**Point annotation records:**
= = = = = = =
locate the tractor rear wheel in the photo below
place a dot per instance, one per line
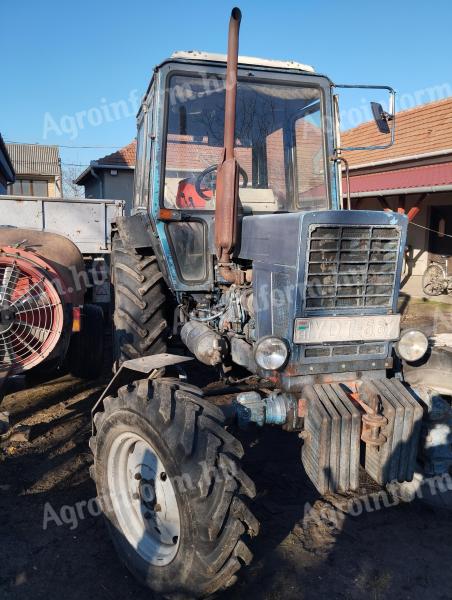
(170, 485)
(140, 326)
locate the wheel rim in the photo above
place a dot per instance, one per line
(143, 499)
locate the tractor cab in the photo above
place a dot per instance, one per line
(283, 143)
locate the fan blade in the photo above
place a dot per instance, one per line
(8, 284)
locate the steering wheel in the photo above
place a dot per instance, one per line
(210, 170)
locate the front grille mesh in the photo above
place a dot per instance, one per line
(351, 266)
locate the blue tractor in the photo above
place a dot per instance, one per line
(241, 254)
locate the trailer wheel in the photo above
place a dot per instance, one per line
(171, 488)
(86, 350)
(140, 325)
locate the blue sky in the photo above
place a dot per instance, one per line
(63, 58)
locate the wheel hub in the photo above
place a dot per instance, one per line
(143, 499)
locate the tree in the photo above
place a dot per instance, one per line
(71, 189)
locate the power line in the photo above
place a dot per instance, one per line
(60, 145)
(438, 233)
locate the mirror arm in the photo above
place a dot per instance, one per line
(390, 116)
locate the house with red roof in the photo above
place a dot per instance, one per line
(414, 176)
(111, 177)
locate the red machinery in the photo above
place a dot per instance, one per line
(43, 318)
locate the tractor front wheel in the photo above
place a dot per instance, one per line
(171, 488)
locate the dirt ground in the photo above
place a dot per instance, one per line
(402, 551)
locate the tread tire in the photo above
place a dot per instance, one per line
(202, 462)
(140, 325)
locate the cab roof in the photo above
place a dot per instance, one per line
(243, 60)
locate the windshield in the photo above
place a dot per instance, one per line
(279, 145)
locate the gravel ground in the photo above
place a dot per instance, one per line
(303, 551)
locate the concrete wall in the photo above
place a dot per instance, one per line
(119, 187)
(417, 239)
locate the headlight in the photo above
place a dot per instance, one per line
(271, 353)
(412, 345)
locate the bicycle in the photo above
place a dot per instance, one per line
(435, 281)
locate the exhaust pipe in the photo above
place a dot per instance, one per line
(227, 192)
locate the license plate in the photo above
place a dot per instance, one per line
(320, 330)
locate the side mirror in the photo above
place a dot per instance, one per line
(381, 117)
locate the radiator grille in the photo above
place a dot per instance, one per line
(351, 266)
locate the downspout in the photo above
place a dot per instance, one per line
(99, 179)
= = = = = = =
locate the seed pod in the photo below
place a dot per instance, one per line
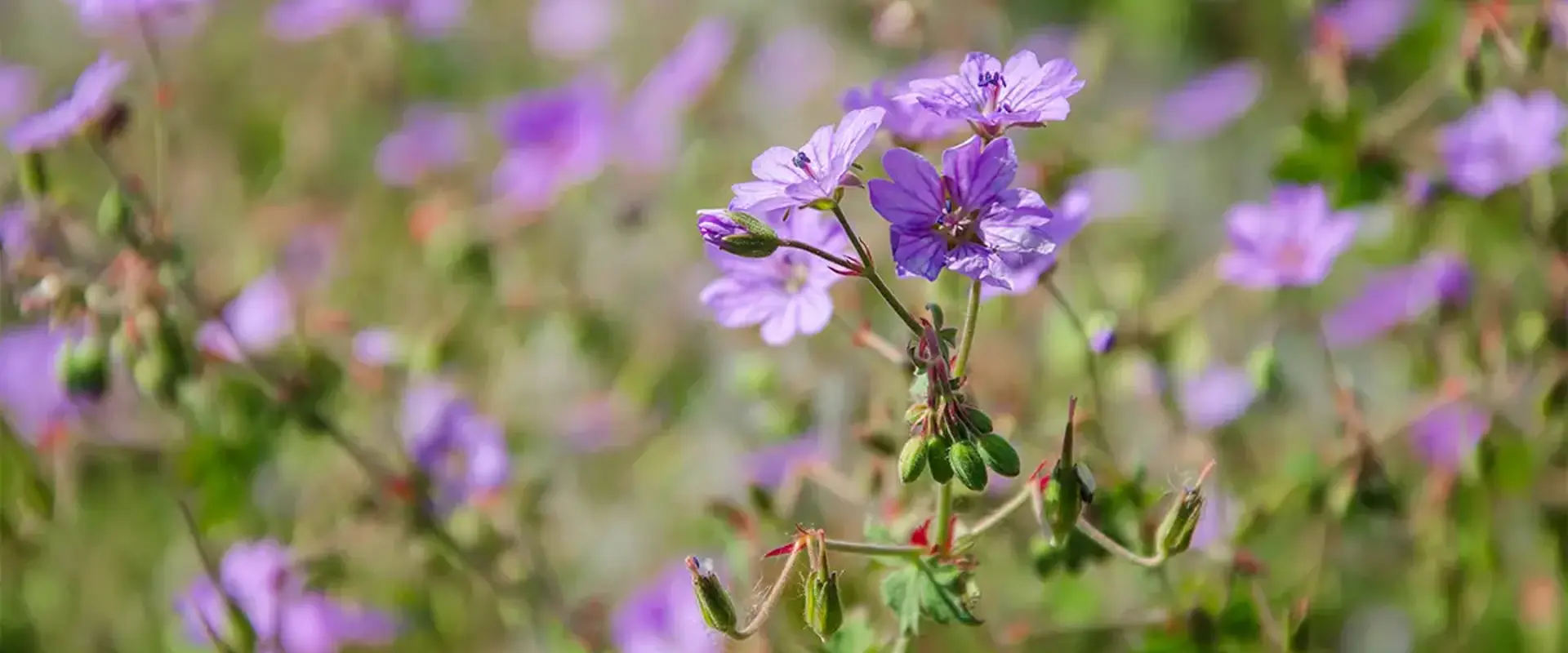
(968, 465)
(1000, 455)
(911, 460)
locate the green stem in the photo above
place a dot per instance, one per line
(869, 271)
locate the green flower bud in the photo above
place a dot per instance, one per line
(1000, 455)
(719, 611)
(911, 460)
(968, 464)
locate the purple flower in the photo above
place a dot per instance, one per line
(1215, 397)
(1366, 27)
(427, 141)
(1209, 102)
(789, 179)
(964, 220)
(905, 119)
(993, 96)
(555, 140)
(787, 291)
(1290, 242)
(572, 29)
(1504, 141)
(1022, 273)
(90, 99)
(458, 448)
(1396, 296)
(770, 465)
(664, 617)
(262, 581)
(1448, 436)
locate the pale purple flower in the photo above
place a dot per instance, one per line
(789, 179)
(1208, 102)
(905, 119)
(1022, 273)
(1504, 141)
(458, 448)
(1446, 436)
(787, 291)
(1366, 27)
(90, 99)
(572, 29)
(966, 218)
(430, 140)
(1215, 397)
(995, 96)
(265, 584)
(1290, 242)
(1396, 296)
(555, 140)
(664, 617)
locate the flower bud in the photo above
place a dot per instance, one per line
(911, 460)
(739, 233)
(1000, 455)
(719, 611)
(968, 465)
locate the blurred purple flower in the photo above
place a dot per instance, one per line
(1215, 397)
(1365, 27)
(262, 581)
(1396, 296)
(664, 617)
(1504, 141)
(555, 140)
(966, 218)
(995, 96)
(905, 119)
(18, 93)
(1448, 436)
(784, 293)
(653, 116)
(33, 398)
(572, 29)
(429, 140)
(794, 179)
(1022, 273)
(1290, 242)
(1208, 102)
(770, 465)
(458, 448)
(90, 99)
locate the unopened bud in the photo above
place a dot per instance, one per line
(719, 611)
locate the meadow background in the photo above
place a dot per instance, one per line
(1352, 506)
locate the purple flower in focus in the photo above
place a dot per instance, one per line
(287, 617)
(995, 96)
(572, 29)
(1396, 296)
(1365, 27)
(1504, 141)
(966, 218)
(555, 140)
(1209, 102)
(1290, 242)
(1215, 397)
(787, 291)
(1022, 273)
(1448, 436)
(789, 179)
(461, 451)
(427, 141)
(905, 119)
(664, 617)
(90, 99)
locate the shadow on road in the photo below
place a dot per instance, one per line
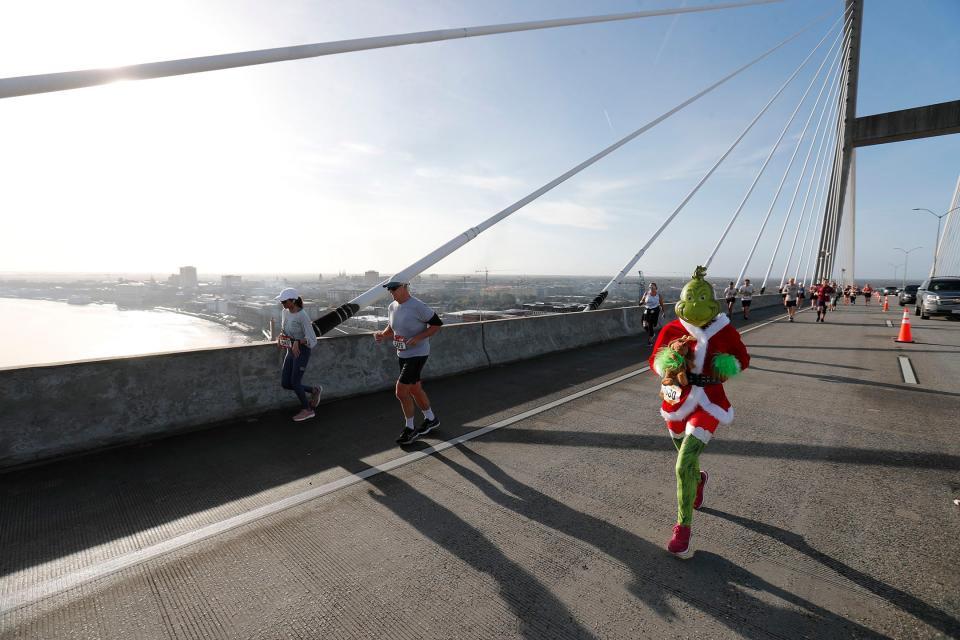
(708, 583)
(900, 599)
= = = = = = =
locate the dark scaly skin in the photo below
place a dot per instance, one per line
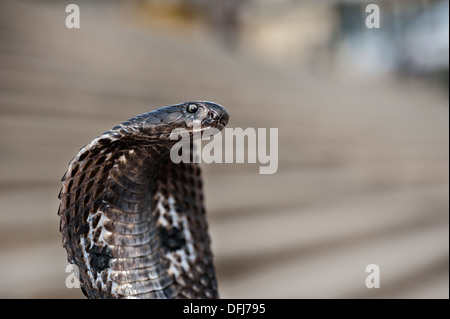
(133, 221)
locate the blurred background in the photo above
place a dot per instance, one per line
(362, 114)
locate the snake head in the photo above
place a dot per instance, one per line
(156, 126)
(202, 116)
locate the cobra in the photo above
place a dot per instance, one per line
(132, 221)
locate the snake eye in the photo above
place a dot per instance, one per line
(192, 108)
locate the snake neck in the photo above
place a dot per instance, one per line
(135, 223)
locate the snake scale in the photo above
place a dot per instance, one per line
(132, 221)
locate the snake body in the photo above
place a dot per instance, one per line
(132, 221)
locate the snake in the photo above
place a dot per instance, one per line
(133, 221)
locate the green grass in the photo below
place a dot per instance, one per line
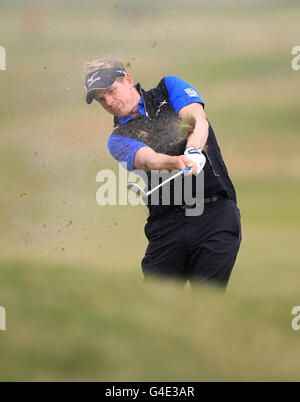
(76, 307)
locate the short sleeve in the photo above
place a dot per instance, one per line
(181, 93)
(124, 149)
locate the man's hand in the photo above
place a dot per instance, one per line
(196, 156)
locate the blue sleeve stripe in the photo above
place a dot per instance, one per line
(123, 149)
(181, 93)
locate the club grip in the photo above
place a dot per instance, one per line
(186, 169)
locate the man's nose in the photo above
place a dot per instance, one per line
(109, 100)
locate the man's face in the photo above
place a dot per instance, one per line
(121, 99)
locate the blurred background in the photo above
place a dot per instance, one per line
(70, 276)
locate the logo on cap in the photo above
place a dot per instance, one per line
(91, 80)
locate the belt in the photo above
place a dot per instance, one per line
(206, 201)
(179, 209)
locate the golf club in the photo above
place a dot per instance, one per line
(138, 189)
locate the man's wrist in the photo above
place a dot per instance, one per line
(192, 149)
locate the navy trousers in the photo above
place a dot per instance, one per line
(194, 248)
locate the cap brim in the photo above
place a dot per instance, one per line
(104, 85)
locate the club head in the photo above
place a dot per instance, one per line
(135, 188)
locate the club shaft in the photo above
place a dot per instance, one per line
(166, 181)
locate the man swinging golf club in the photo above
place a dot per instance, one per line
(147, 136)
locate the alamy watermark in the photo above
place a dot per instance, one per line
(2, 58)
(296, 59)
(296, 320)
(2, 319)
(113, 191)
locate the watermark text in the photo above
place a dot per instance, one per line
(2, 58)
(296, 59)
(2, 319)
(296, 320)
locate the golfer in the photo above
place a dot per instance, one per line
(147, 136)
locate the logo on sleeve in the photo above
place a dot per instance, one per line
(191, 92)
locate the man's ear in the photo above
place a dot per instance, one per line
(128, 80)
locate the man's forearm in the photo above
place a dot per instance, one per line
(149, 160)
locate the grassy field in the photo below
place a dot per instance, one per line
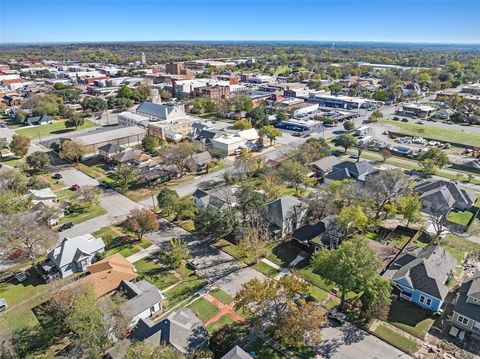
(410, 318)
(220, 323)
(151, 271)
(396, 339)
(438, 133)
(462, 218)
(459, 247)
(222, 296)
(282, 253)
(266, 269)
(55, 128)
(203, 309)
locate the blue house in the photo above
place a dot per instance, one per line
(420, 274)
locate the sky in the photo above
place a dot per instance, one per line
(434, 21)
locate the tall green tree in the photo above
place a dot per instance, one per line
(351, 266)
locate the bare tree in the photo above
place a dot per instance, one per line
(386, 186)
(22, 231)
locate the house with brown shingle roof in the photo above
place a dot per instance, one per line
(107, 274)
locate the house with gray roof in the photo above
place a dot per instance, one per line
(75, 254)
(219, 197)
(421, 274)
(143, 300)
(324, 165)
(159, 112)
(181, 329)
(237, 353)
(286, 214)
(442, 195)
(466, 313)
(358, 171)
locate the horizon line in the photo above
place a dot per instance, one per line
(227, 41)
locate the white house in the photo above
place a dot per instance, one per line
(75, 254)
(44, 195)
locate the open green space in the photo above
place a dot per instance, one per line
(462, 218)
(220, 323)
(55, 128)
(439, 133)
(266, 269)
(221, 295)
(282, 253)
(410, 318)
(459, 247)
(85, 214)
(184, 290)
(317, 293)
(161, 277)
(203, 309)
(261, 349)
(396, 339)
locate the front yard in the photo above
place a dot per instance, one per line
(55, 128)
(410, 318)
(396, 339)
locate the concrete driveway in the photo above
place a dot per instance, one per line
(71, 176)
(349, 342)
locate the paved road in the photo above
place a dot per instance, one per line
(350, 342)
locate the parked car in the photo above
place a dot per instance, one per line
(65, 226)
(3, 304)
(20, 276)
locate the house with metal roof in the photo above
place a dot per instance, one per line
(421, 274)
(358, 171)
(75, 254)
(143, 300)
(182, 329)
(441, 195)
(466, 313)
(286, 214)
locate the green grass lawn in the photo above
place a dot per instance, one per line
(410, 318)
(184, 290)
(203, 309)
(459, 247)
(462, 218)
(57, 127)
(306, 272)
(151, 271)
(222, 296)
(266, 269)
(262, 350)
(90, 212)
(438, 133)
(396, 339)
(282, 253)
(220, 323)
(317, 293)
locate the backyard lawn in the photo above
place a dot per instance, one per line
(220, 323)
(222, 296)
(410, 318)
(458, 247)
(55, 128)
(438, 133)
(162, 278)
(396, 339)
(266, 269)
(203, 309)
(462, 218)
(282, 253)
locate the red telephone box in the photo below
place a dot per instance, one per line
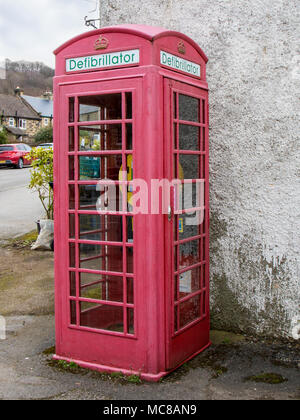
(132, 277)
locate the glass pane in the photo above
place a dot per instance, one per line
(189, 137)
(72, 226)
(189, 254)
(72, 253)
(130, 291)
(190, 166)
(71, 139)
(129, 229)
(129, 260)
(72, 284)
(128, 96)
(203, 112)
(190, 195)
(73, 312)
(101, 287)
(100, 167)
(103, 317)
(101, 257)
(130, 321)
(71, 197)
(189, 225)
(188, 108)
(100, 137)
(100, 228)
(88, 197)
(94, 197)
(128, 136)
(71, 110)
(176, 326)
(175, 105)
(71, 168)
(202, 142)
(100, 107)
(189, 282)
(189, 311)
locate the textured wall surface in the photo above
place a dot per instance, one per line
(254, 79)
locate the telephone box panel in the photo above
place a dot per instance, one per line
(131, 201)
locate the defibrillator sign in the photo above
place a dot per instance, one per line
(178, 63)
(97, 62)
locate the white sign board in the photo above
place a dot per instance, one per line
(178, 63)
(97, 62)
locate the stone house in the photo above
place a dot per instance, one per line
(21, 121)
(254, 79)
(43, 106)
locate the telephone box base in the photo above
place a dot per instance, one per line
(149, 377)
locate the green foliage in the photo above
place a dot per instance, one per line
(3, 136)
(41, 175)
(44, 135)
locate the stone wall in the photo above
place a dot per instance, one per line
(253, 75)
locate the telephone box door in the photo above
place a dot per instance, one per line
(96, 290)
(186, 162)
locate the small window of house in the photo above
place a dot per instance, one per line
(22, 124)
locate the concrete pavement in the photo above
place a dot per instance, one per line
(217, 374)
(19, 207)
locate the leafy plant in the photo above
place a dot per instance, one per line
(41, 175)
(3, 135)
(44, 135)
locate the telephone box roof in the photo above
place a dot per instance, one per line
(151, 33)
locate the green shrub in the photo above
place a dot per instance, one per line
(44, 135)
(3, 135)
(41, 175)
= = = = = = =
**WHAT TO PRODUCE:** Could you collect and copy out every line in the records above that contains the word "purple"?

**RESULT:**
locate the purple flower in the photo above
locate the pale purple flower in the photo above
locate the blurred purple flower in the photo above
locate the purple flower in focus in the photo above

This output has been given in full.